[Work required]
Answer from the elliptic curve post below:
1. What example bound does it give for the small prime l?
2. Which two values of j have to be ruled out for E to have a unique quadratic twist over GF(p)?
3. What element of GF(p) is used to write down the equation for the twist?

# Find special elliptic curves from j-invariant

Let $E$ be the elliptic curve defined over $GF(p)$ and $j$ be j-invariant of $E$, where $p$ is a big prime number. Also suppose $l$ be small prime number (for example $l<5000$) and $\#E$ denote number of points over $E$.

Given $j,p$ and $l$, is there deterministic method to find $E$ such that $l$ divide $\#E$?

Write down one elliptic curve $E/GF(p)$ with invariant $j(E)=j$. (There's a simple formula to do that.) Use a standard (poly-time) algorithm to compute $N(E,p):=\#E(GF(p))$. Assuming that $j\ne0$ and $j\ne1728$, then $E$ has a unique quadratic twist over $GF(p)$, so find a non-square in $GF(p)$ and use it to write down an equation for the twist, call it $E'$. Again use the poly-time algorithm, compute $N(E',p):=\#E'(GF(p))$. If either of the numbers $N(E,p)$ or $N(E',p)$ is divisible by $l$, you win. Otherwise there is no such curve over $GF(p)$ with the given $j$-invariant.

[Data supplied]
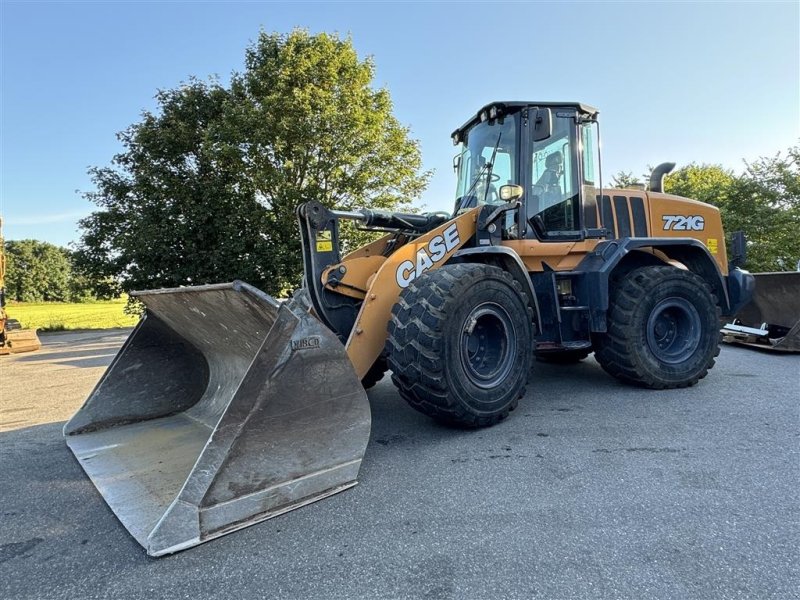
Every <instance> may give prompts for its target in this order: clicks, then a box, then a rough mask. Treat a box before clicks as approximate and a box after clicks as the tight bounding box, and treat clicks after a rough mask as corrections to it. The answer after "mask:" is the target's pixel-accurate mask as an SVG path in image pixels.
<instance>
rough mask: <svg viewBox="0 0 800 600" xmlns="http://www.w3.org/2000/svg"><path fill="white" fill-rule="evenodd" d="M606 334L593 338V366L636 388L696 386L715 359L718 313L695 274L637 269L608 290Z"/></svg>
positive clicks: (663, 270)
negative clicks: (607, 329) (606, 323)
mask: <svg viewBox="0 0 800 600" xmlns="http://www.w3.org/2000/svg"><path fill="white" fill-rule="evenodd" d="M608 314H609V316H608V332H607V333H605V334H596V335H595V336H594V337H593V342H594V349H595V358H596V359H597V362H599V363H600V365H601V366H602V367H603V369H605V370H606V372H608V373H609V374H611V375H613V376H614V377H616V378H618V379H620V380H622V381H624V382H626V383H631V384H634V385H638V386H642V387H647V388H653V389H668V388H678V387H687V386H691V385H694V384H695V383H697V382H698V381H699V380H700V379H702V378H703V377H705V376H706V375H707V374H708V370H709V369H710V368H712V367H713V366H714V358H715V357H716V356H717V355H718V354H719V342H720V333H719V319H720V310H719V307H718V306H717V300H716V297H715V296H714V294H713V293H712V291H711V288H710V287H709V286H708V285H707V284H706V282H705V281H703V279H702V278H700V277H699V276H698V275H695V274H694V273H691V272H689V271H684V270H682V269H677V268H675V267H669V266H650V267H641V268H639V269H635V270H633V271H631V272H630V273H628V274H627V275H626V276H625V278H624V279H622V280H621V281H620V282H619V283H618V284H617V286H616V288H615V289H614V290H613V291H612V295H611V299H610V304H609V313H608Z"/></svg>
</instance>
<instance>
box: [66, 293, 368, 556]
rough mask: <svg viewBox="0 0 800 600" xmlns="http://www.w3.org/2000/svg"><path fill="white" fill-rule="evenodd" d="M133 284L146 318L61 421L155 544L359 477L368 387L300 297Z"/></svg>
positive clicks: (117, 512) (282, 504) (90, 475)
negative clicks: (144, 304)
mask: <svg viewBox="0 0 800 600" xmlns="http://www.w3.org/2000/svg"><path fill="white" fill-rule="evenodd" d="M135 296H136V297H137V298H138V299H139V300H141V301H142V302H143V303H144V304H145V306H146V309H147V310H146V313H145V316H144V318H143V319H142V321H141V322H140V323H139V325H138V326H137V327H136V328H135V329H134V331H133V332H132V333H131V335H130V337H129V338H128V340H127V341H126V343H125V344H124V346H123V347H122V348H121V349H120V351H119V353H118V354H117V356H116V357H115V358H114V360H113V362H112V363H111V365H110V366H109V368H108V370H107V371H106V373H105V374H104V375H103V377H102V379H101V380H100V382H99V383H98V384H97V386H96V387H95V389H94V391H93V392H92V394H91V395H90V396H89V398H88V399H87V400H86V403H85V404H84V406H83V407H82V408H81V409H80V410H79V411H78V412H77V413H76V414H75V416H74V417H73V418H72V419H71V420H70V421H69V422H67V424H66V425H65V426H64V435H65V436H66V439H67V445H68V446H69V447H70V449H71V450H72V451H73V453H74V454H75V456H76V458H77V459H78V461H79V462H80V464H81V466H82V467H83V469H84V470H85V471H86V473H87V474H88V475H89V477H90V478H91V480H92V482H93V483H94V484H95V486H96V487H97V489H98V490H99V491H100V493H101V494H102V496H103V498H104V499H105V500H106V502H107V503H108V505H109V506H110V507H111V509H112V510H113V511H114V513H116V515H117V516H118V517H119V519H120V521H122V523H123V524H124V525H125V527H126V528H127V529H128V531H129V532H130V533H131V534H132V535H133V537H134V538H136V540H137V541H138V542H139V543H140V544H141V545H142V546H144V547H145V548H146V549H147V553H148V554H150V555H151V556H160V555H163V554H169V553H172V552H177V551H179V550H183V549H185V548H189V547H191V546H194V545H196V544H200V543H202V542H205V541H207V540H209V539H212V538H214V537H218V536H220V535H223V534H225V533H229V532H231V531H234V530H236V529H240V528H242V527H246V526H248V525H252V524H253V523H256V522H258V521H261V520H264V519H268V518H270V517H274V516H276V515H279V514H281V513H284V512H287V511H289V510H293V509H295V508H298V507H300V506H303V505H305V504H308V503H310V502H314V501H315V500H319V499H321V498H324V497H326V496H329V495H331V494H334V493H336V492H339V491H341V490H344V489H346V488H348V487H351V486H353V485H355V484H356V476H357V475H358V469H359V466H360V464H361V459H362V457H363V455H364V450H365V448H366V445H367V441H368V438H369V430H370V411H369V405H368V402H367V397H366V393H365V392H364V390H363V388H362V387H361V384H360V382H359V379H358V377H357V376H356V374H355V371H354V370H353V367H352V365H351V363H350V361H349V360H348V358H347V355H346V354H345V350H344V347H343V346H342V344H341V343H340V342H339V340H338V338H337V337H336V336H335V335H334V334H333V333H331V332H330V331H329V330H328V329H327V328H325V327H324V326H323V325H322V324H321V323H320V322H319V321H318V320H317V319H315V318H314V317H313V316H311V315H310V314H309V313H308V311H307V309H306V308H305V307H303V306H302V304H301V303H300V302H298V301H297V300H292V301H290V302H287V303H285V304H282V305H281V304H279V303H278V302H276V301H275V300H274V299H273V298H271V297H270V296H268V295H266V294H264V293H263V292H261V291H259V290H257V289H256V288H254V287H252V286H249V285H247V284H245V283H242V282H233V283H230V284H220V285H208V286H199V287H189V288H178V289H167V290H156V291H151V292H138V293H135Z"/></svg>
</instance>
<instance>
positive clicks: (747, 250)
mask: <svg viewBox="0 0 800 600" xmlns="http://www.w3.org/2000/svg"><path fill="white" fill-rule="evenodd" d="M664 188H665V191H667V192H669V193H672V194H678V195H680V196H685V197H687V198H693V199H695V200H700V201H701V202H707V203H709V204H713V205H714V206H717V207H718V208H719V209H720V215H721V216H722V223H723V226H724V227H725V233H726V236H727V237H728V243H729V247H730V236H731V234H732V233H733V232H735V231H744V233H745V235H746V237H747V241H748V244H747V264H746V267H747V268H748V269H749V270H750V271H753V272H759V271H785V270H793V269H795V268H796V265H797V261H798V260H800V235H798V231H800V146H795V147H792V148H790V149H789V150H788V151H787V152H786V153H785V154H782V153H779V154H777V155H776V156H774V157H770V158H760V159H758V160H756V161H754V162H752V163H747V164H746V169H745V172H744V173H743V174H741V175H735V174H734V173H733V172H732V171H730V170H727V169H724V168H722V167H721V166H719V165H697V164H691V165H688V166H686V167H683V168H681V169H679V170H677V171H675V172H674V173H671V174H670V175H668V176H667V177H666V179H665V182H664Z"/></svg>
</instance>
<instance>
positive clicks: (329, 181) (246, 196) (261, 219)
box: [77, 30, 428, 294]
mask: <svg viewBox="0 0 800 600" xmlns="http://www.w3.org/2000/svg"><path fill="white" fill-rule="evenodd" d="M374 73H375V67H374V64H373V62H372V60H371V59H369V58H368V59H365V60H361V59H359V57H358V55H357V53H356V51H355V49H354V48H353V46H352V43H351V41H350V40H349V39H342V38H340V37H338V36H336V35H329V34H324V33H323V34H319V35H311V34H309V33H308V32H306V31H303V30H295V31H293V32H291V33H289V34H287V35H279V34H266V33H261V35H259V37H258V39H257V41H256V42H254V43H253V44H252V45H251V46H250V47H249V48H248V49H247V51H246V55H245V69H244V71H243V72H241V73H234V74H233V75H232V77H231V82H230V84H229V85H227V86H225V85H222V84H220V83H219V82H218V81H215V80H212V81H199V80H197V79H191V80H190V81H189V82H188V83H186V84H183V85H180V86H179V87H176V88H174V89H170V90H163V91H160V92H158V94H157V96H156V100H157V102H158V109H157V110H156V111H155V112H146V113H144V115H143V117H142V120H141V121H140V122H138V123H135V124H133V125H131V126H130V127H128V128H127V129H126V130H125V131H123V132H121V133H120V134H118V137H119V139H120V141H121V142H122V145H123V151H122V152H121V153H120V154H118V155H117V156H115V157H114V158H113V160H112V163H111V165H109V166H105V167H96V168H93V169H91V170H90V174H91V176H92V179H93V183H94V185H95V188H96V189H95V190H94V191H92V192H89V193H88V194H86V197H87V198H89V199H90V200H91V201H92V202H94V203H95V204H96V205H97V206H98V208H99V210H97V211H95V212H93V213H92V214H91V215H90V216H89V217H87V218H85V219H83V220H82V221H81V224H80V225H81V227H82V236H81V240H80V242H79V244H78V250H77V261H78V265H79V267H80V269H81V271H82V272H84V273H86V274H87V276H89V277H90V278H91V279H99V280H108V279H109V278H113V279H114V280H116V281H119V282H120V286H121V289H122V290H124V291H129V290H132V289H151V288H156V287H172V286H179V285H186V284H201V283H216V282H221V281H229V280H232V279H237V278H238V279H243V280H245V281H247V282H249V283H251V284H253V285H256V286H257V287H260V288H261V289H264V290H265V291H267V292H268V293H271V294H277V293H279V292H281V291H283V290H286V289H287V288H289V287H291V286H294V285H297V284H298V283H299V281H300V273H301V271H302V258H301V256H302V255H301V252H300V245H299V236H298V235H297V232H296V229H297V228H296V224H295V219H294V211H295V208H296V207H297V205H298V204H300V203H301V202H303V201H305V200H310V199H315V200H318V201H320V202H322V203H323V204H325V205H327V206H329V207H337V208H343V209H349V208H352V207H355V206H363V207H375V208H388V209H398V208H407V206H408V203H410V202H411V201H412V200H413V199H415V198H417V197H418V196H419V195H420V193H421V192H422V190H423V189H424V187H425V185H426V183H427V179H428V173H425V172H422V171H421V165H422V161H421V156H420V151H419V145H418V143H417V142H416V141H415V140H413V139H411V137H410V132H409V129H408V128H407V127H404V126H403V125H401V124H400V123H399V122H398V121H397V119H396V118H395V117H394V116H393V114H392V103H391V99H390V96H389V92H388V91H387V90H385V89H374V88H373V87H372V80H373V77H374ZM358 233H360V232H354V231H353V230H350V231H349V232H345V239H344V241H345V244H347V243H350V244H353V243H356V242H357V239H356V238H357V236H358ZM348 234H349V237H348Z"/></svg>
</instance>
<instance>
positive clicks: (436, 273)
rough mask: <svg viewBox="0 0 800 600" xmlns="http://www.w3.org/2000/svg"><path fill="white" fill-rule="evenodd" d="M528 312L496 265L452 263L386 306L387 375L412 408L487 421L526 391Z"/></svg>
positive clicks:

--

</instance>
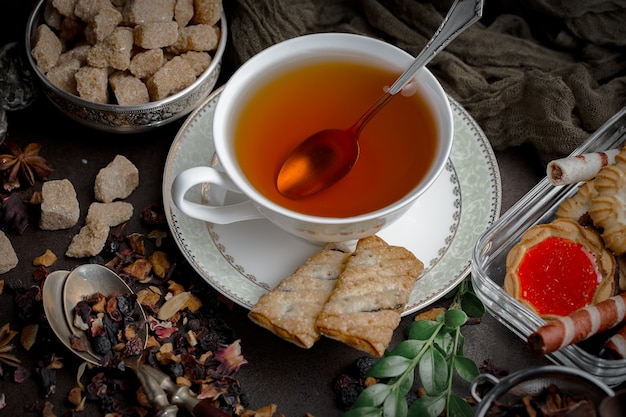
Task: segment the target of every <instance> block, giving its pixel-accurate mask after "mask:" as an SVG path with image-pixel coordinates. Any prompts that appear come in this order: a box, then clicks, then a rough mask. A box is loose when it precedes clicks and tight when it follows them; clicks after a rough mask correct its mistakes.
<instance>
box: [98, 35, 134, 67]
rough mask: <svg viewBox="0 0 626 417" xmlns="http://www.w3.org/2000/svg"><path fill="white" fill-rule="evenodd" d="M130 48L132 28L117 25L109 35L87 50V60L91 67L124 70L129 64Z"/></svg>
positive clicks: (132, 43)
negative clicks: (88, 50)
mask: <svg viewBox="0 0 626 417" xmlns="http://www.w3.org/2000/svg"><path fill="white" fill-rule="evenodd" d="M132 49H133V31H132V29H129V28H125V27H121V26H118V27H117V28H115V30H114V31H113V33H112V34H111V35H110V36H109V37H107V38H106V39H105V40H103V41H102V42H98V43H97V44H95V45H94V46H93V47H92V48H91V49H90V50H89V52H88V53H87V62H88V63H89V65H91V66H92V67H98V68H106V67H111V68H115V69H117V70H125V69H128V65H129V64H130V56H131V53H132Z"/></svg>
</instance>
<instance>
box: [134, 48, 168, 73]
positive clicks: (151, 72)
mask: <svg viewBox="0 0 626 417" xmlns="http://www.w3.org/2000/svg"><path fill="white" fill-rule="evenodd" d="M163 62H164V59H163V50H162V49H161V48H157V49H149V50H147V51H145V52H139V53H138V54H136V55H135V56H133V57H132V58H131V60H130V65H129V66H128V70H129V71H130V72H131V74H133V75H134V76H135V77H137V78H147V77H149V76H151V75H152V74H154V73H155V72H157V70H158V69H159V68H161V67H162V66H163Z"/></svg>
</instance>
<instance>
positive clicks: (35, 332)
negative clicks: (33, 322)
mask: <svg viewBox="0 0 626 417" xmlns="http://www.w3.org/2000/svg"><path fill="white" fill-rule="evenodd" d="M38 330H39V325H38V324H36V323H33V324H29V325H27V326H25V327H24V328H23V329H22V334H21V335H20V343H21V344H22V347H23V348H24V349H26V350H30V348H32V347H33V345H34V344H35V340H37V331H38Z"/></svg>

---

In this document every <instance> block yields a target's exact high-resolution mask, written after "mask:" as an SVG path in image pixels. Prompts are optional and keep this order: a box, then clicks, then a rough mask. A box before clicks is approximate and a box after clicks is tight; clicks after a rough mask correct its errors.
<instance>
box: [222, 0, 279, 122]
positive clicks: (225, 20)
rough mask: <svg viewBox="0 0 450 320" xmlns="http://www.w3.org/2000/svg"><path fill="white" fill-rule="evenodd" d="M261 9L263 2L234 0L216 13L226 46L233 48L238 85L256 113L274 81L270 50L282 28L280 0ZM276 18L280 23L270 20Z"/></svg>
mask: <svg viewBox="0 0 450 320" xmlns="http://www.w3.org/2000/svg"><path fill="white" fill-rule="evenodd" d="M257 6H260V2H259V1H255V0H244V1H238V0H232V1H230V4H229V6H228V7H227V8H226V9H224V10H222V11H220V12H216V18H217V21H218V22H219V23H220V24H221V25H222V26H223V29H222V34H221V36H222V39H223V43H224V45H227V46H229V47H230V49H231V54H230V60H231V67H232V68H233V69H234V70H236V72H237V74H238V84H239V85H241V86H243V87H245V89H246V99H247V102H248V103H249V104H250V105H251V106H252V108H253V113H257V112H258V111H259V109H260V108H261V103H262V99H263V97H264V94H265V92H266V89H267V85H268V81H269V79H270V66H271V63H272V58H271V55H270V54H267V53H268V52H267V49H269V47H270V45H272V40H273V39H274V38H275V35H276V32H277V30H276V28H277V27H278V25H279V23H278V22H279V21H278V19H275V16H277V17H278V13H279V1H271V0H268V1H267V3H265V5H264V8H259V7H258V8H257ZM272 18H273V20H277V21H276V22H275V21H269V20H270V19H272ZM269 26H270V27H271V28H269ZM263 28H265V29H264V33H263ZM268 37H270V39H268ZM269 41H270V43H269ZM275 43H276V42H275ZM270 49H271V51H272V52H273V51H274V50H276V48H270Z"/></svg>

[Solution to this problem]
1. l < 5000
2. j = 0 and j = 1728
3. A non-square in GF(p)